Dr. Look Lai is the keynote speaker for the symposium. His 1993 book Indentured Labour, Caribbean Sugar: Chinese and Indian Migrants to the British West Indies, 1838-1918 is a foundational text for Chinese Caribbean Studies. Other books include The Chinese in the West Indies, 1806-1995: A Documentary History (2000) and West Meets East: The Life of Eugene Chen, 1875-1944 (2021). Working within a genealogical framework, the symposium honours the work of Dr. Look Lai, who is retired and lives in Trinidad and Tobago. Surfacing 2025 will make his knowledge and insights accessible to more junior scholars, creative practitioners, and interested publics, and we eagerly await his most recent ideas and reflections.
In the keynote address, Dr. Look Lai will reflect on the evolution of his work and career in developing the study of Chinese in the Caribbean. His scholarship spans the nineteenth and twentieth centuries, takes a comparative and connective approach to Indian and Chinese labor migrations, and explores settlement and assimilation as well as homeland ties and politics. He will share insights into enduring debates, such as the tension between local and diasporic orientation. Dr. Look Lai is joined by historian Kathleen López, who will respond and further engage him in conversation about themes and challenges for new generations of scholars, writers, artists, and community members.

- List of tasks -
A. In the symposium announcement, which historian will respond to Dr. Look Lai's keynote address and continue the conversation with him?
B. Please resume the symposium announcement with a new paragraph that follows on from its last sentence.

- Entries -
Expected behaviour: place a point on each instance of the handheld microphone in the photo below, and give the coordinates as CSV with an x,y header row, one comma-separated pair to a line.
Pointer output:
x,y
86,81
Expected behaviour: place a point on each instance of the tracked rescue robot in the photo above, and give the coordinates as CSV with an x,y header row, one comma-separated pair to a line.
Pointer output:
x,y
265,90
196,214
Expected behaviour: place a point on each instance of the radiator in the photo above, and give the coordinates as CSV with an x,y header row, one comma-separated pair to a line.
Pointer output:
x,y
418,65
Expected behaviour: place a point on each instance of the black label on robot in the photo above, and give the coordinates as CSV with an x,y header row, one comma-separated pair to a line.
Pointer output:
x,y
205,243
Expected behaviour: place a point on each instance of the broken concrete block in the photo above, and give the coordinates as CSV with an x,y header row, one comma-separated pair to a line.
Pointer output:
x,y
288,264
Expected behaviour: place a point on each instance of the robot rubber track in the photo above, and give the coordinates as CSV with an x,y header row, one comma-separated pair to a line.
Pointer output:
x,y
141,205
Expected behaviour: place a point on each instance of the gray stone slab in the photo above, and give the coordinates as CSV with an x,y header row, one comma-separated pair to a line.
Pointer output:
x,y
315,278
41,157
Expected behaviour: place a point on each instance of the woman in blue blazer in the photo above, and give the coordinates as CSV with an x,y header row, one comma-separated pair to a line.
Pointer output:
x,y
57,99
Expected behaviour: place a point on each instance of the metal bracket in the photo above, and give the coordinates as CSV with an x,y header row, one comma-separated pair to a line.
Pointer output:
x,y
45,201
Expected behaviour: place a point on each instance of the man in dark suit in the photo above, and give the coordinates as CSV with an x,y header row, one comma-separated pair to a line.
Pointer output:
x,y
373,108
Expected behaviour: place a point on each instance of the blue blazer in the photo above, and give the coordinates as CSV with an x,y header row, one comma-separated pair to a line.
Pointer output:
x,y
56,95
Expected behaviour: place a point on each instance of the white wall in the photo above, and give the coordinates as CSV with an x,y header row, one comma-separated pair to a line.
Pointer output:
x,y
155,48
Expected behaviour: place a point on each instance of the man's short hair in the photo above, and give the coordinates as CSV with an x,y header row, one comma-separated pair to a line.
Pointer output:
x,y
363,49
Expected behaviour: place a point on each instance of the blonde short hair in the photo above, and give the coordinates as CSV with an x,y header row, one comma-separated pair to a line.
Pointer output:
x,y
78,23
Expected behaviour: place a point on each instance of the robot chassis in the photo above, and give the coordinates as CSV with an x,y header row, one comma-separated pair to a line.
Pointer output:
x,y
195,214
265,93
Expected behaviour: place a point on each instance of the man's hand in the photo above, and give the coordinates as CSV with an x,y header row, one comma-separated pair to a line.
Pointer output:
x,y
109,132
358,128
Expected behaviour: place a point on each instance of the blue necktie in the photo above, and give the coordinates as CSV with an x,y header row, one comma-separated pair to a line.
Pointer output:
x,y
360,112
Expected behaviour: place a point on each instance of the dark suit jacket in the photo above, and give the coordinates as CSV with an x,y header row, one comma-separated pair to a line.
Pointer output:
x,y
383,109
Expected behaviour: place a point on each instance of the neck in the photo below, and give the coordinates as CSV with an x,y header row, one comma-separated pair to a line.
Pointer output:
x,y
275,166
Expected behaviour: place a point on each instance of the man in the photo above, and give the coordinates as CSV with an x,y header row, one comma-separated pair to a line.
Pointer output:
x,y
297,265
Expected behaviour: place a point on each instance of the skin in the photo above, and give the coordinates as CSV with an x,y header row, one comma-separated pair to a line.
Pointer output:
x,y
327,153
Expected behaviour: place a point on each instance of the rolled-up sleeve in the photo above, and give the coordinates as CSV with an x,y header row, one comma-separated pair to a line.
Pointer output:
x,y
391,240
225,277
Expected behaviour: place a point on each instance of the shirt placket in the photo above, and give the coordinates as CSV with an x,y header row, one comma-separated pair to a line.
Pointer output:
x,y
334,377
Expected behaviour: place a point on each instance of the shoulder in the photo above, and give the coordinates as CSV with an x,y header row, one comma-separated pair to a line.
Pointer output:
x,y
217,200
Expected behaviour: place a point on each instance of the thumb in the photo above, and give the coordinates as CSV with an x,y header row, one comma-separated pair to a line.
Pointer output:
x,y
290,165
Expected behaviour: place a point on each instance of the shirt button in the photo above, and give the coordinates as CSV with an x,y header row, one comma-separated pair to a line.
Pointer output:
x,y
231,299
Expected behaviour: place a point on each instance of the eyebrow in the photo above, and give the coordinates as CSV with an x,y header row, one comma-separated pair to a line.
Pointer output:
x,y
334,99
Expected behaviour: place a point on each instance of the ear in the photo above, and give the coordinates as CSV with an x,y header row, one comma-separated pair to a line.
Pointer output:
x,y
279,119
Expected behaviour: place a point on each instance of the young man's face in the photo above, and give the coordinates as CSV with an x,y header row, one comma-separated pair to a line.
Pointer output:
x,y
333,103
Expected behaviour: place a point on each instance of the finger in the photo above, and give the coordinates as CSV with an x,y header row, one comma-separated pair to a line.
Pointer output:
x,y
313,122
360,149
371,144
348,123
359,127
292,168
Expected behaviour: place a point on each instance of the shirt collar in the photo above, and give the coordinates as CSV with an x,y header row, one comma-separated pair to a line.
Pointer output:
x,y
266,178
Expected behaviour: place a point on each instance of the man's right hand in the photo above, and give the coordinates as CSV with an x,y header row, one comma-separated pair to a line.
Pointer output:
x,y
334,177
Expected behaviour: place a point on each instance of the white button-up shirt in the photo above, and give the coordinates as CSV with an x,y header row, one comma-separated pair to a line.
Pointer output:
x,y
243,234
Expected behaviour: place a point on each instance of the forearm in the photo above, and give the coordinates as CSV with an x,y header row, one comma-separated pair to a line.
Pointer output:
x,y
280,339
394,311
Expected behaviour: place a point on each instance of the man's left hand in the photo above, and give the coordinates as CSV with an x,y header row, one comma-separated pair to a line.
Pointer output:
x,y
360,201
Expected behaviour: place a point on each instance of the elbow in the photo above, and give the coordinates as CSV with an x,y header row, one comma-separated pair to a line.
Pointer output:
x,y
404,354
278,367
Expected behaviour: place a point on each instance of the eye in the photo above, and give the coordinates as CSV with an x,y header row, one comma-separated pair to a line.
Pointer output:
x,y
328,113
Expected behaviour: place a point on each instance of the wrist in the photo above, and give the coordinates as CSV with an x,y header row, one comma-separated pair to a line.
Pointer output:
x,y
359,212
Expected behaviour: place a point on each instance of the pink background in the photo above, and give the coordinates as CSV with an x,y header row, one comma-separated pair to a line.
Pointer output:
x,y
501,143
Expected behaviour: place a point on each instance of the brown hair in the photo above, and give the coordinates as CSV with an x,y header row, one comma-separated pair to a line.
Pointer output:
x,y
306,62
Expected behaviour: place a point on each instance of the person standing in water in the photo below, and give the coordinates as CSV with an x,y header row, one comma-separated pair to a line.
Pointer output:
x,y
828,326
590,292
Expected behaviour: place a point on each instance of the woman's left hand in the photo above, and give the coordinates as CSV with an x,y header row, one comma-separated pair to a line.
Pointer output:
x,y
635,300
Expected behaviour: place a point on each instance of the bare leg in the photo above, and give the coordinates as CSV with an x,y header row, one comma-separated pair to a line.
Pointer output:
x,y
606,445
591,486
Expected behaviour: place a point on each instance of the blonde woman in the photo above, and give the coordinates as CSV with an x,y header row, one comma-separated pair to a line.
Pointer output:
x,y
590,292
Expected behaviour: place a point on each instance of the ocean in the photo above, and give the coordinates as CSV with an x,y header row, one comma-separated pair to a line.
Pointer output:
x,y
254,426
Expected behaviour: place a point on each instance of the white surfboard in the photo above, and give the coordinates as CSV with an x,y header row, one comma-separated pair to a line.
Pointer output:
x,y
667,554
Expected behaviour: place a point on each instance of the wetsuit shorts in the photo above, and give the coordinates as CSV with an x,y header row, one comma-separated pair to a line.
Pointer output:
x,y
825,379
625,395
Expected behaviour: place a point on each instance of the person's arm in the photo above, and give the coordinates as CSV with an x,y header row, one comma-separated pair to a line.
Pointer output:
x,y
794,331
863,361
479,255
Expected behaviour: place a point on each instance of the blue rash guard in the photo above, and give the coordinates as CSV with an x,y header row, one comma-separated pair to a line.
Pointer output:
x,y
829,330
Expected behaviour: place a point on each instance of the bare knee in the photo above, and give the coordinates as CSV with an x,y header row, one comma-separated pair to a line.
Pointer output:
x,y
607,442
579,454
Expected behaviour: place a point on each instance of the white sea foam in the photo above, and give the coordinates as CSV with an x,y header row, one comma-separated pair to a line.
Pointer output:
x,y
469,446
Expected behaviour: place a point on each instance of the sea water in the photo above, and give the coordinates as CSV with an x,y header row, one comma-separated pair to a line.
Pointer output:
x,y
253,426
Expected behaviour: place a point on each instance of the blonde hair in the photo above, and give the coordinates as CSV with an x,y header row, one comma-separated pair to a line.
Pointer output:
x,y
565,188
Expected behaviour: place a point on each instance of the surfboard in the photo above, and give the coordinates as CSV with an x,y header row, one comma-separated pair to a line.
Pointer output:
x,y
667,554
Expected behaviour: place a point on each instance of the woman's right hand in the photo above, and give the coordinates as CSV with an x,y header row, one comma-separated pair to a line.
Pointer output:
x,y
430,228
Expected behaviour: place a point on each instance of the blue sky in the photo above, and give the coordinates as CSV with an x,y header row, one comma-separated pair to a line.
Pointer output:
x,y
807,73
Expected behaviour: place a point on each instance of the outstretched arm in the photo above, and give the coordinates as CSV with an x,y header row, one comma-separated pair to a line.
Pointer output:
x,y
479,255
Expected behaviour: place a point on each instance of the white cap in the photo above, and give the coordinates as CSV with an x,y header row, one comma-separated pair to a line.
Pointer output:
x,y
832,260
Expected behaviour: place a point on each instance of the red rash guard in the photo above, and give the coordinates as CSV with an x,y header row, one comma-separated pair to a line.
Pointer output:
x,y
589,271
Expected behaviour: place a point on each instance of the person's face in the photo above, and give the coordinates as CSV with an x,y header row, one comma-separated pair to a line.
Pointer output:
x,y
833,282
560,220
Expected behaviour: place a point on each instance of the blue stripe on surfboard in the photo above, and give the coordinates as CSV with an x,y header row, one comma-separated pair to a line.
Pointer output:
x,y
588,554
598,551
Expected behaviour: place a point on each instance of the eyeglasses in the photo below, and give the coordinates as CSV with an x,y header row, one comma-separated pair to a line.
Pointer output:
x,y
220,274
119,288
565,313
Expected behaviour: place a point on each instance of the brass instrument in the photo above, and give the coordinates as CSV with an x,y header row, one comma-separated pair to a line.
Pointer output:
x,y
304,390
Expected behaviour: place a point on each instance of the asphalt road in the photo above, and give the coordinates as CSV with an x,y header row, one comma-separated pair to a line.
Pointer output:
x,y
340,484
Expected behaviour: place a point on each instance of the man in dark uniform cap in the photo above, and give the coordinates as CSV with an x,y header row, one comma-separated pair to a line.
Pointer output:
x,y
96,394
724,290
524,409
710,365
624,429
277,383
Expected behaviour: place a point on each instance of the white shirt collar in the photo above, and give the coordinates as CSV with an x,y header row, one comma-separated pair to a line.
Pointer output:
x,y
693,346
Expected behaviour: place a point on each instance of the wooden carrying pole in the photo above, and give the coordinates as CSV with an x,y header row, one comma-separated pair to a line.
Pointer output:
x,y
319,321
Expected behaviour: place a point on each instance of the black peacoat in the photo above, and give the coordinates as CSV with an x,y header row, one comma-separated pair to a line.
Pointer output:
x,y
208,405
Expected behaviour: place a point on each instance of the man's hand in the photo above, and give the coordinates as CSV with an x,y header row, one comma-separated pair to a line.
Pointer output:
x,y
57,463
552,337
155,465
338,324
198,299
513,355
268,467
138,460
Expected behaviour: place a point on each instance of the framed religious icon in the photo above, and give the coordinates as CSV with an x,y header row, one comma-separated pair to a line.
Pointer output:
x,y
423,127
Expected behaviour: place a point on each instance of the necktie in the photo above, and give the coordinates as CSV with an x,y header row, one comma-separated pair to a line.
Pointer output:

- Responses -
A. Kathleen López.

B.
Dr. Nikoli Attai (Assistant Professor, Department of Sociology Binghamton University, USA)
Presentation Title: Memory Archives of a Not-So-Distant Past – Cufun Landolio Attai 1917 – 1985
The experiences of Caribbean Immigrants of Asian descent are impacted by legacies of indentureship, contract labor, and ongoing migration circuits to the Caribbean. These histories have facilitated the movement of Indo-Caribbean, Chinese-Caribbean, Javanese-Caribbean, Japanese-Caribbean, and other Asian-Caribbean immigrant groups to various countries in the region and South America, including the Dominican Republic, Guyana, Jamaica, Suriname, and Trinidad and Tobago (among others). There has been extensive historical and social science scholarship on Indo-Caribbean experiences of indentureship and contract labor, but less research has been conducted to document and theorize the experiences of the Chinese-Caribbean. My family’s journey with indentureship is an exciting and nuanced one, resulting in the merging of Indo-Trinidadian and Chinese-Trinidadian histories in the rural village of Toco. In this paper, I turn to my family’s archives and particularly to our collective memory to begin recovering our memories of my grandfather’s journeys between China and Trinidad and Tobago and communities in its diasporas. Through fragments of memory and material artifacts, I trace the intricate web of global connections that have shaped my family’s present. In honoring his memory, I not only reconnect with my personal history but also engage with the broader narratives of displacement, resilience, and cultural hybridity that characterize the experiences of many who navigated the tumultuous currents of empire and migration in the Caribbean.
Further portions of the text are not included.